* Challenge *
Decide whether each statement agrees with the ring-buffer patch thread, answering yes or no and quoting the words of the thread that settle it. 1. The patch swaps interrupt disables for preempt disables. 2. To reproduce the tested tree, tip/master is checked out first and tip/tracing/ring-buffer is then merged into it. 3. The compile bug in the original patch appeared when SMP was configured.

The above "preempt disable" is the most likely culprit. I'm trying to get towards an interrupt disabled free and lockless code path. But in doing so, one must be extra careful. This is why I'm taking baby steps towards this approach. Any little error in one of these steps, and you have race conditions biting you. The above replaces interrupt disables with preempt disables, uses the atomic data disable to protect against reentrancy. But this could also have opened up a bug that was not present with the interrupts disabled Hmm, that was a trivial patch. Perhaps the trivial ones are the ones that are most likely to be error prone. A developer will take much more care in developing a patch that is complex than something he sees as trivial ;-) --
attached. You can get the broken tree by doing this in tip/master: git-merge tip/tracing/ring-buffer Ingo
I've just checked-out tip/tracing/ring-buffer. That tree is still broken too, right? Or do I need to merge it to get the broken version? -- Steve --
yes, that's very likely broken too in a standalone way as well - but to get the exact tree i tested i'd suggest: git checkout tip/master git merge tip/tracing/ring-buffer Ingo --
My original patch had a compile bug when NUMA was configured. I
referenced cpu when it should have been cpu_buffer->cpu.

* Recorded data *
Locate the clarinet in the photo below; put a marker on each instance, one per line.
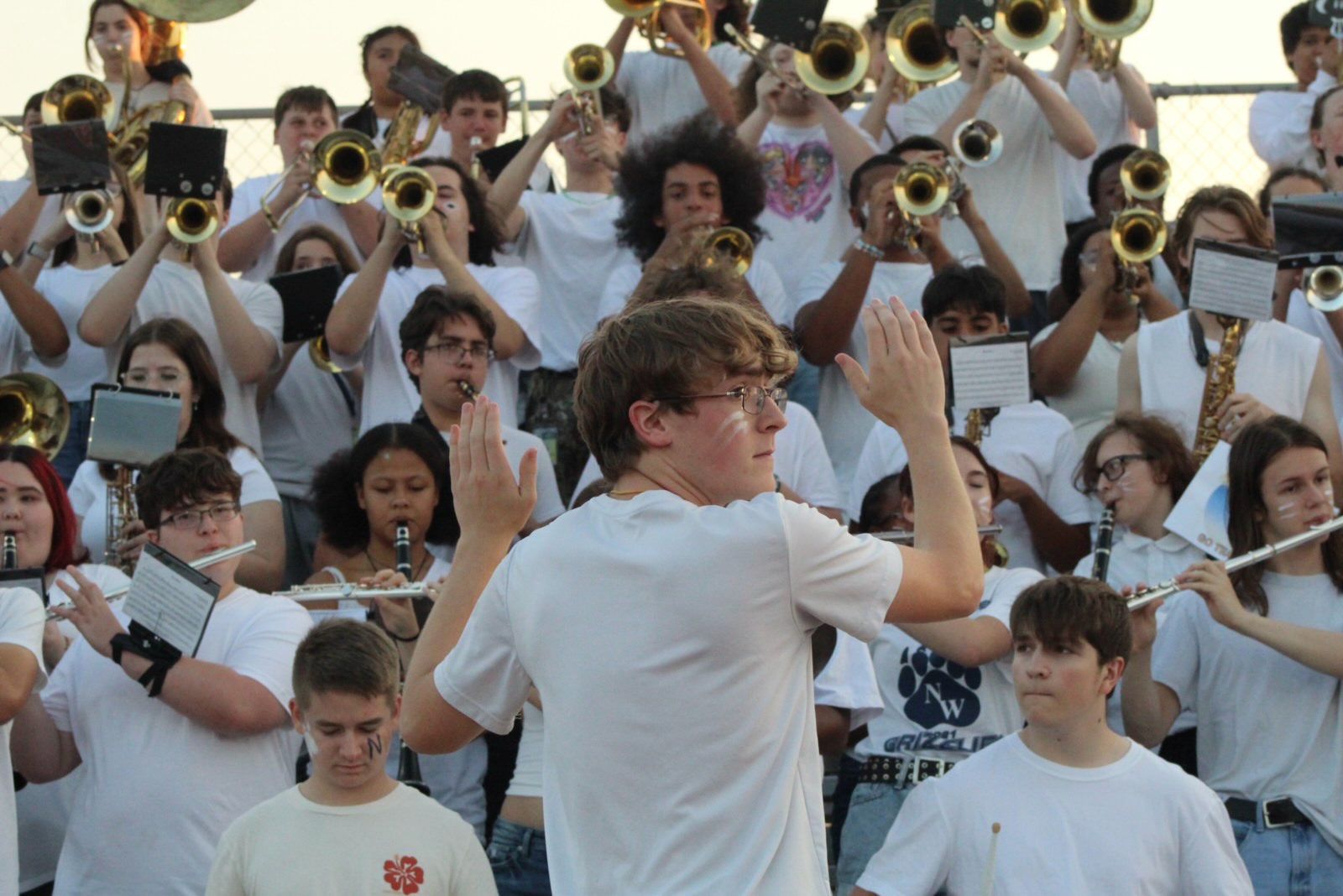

* The completed task *
1. Yes: "The above replaces interrupt disables with preempt disables"
2. Yes: "git checkout tip/master git merge tip/tracing/ring-buffer"
3. No: "My original patch had a compile bug when NUMA was configured."